Given instruction
Repeat each entry exactly and drop the pictures.

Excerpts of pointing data
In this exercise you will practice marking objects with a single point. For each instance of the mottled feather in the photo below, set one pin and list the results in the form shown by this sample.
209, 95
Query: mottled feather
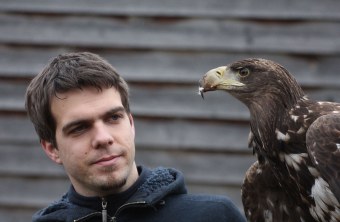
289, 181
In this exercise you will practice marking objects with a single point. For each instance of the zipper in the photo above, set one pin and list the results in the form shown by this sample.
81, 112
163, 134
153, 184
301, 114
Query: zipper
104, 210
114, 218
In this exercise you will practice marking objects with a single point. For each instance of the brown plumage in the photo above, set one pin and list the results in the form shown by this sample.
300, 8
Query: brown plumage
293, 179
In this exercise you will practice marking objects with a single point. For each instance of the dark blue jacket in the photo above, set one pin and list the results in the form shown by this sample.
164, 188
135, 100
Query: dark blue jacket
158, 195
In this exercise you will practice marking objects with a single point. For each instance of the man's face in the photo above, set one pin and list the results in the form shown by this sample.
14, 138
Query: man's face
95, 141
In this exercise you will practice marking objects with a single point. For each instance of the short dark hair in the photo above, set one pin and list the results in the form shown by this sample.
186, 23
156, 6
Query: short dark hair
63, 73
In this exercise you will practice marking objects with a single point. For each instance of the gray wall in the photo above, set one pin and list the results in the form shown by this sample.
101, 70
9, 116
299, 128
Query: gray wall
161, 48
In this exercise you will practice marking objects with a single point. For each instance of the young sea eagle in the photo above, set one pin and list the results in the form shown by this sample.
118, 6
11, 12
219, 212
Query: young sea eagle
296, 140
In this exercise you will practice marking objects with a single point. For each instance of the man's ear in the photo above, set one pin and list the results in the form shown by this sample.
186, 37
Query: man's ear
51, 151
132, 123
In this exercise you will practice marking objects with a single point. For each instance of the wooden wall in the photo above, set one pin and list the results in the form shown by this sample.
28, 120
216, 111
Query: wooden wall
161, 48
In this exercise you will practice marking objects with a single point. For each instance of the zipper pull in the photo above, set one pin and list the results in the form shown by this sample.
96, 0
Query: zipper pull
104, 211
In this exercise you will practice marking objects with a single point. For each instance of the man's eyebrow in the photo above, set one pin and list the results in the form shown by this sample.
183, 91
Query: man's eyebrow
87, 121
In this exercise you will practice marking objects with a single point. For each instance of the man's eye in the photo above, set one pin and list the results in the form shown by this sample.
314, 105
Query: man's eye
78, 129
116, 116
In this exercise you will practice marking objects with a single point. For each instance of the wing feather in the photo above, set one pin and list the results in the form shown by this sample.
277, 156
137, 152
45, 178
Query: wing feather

Task solution
In this exercise you will practice marking objects with a single point. For each instance of the mottled feather in the photo below, set one pin and list the results in the form shown by this sample.
209, 95
Query: mottled feather
289, 181
In this exercise you will practice marking objects with a single point. For each instance of the zipper in the photo above, set one pin and list the results in the form shown by this sample.
81, 112
163, 134
153, 184
301, 114
Query: zipper
104, 210
114, 218
In this exercise you will practice marking objects with a single point. For each instance of the brown plumage in the photo above, set one pin and list the results in the form shown by this sample.
300, 8
Query: brown plumage
293, 179
In this exercise you will practice marking objects with a single point. For each instance of the dark blue jacket in the photo above, set one pin and list the results in the form shown by this sample.
164, 188
135, 100
Query: dark blue jacket
158, 195
In this exercise you will practice marking objects with a single point. For each instance of the man's face in the photo above, set one pin and list the results in the form shown by this sample.
14, 138
Query: man's face
95, 141
In this exercise you will practice marking objects with a single point. For each instance of the short dark hair in the photo above, set one pin and list the results in the form shown by this sample.
186, 23
156, 6
Query: short dark hair
63, 73
In this exercise you will practice marking objects with a single point. For each instance of the gray wall in the photo above, set one pin and list the results in the form shown by this sample.
101, 70
9, 116
299, 128
Query: gray wall
161, 48
In this exercise you will practice marking objects with a single point. For each instance of the young sea eagle in the photo above, set one pin and list the results in the form shown by this sample.
118, 6
11, 12
219, 212
Query: young sea eagle
296, 140
In this exercise you will practice marking objects with a single point. For each instance of the man's ear in the photo above, set one pin and list the results in the form shown by this sample.
186, 37
Query: man's ear
51, 151
132, 123
In this exercise you will practice marking objects with a single point. For each instance of the wooden wall in the photo above, set one pin and list the results in the form shown by this sample.
28, 120
216, 111
Query: wooden wall
161, 48
In this exercise you will practice marking objects with a single point. For each instance of the zipper pull in the photo above, set one pin and list the results in the form shown by this sample.
96, 0
Query: zipper pull
104, 211
In this exercise you will practice marking objects with a single point. For each instance of the man's eyebrow in the photo above, set one pin and list the results in the form shown by this sample.
183, 91
Query: man's eyebrow
87, 121
In this exercise you will practice marking objects with a single point. For each instance of the man's eye in the photo above, set one pin and list the results in the form shown by this sample.
314, 105
Query: man's eye
78, 129
116, 116
In this exercise you will practice marking objects with a single point. For each instance of the wing feather in the photo above, set one pin and list the results in the form shown by this sample.
277, 156
137, 152
45, 178
Query: wing feather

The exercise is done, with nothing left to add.